+++ Trecho do documento +++
As denúncias partiram de um dossiê entregue à comissão, preparado por 15 médicos e ex-médicos da empresa. A Prevent Senior acusa os autores do documento de adulterar informações privadas de pacientes e se diz vítima de uma armação. Em depoimento à CPI, na quarta-feira (22), o diretor executivo médico da operadora, Pedro Benedito Batista Júnior, apontou inconsistências no dossiê, mas também confirmou procedimentos na empresa que corroboram denúncias.

Na quinta-feira (23), o Ministério Público de São Paulo criou uma força-tarefa para investigar o caso. A ANS (Agência Nacional de Saúde Suplementar) e o Conselho Federal de Medicina também apuram as suspeitas. Neste texto, o Nexo mostra quais irregularidades já foram confirmadas em depoimentos, entrevistas e por documentos (como prontuários e atestados de óbitos de pacientes) e o que ainda falta ser explicado no caso envolvendo a empresa.

Um estudo sem autorização

O dossiê enviado à CPI aponta que mortes foram omitidas de um estudo da Prevent Senior iniciado em 25 de março de 2020 para avaliar a eficácia da hidroxicloroquina e da azitromicina (um antibiótico) contra a covid-19. Na mesma data, o então ministro da Saúde, Luiz Henrique Mandetta, havia anunciado a distribuição da cloroquina como uma terapia auxiliar para pacientes hospitalizados com covid-19 em estado grave. A OMS (Organização Mundial da Saúde) abandonaria as pesquisas com a substância, por não encontrar benefícios, em 4 de julho de 2020.

O estudo contou com 636 pessoas, das quais 412 receberam o ‘kit covid’. Seus resultados sugerindo a eficácia da cloroquina começaram a circular na internet em 17 de abril, mas o trabalho só foi publicado num site de pré-prints (estudos não revisados por outros cientistas) em 20 de abril. A conclusão era que a necessidade de hospitalização foi quase três vezes maior entre os que não receberam os medicamentos.

Os pesquisadores citaram apenas duas mortes ocorridas entre os que tomaram os remédios, mas dizem que elas ocorreram devido a uma ‘síndrome coronariana aguda’ e a um ‘câncer metastático’. Uma planilha incluída no dossiê entregue à CPI, porém, aponta nove mortes, das quais seis estariam no grupo que recebeu hidroxicloroquina e azitromicina, e duas, no grupo controle – uma última aparece sem informações.

Em seu depoimento, Pedro Benedito Batista Júnior disse à CPI que os dados fazem parte, na verdade, de um documento observacional – e não de um estudo. Inicialmente, porém, ele foi aprovado como estudo pela Conep (Comissão Nacional de Ética em Pesquisa) em 14 de abril, mas acabou suspenso no dia da sua publicação porque o órgão descobriu que ele tinha começado antes mesmo da aprovação, o que não é permitido. O caso foi enviado ao Ministério Público, que começou a investigá-lo em dezembro de 2020.
+++ Registros +++
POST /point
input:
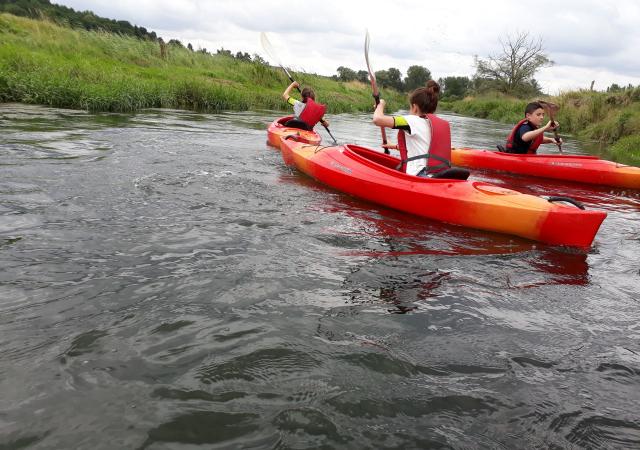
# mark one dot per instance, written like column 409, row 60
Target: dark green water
column 167, row 282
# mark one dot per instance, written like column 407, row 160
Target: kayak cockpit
column 387, row 163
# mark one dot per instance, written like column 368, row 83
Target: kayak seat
column 297, row 123
column 453, row 173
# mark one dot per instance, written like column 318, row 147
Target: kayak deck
column 277, row 130
column 371, row 175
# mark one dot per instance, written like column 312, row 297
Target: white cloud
column 587, row 39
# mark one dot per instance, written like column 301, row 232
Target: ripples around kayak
column 168, row 282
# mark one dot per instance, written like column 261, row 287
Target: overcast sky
column 587, row 39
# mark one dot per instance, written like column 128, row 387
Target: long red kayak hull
column 583, row 169
column 370, row 175
column 277, row 131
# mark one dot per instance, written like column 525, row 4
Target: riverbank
column 44, row 63
column 609, row 122
column 47, row 64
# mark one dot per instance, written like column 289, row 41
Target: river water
column 167, row 282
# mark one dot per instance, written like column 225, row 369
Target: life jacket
column 439, row 148
column 533, row 146
column 312, row 112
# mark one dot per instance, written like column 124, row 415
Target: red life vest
column 535, row 143
column 312, row 112
column 440, row 144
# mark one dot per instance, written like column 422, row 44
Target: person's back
column 417, row 131
column 527, row 135
column 307, row 113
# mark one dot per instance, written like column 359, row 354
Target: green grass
column 611, row 121
column 44, row 63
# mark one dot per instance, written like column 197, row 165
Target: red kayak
column 584, row 169
column 371, row 175
column 277, row 130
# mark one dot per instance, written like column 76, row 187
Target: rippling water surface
+++
## Tarefa 1:
De acordo com o trecho sobre a Prevent Senior, quantas pessoas participaram do estudo?
## Tarefa 2:
Reescreva de forma mais concisa o parágrafo do trecho que começa com "Em seu depoimento", mantendo seus fatos principais.
Baseie-se somente no trecho do documento.

## Resposta 1:
O estudo contou com 636 pessoas.

## Resposta 2:
Pedro Benedito Batista Júnior afirmou à CPI que os dados vinham de um documento observacional, e não de um estudo. A Conep, no entanto, o havia aprovado como estudo em 14 de abril. Ela o suspendeu no dia da publicação, ao descobrir que começara antes da aprovação, o que não é permitido. O caso foi enviado ao Ministério Público, que passou a investigá-lo em dezembro de 2020.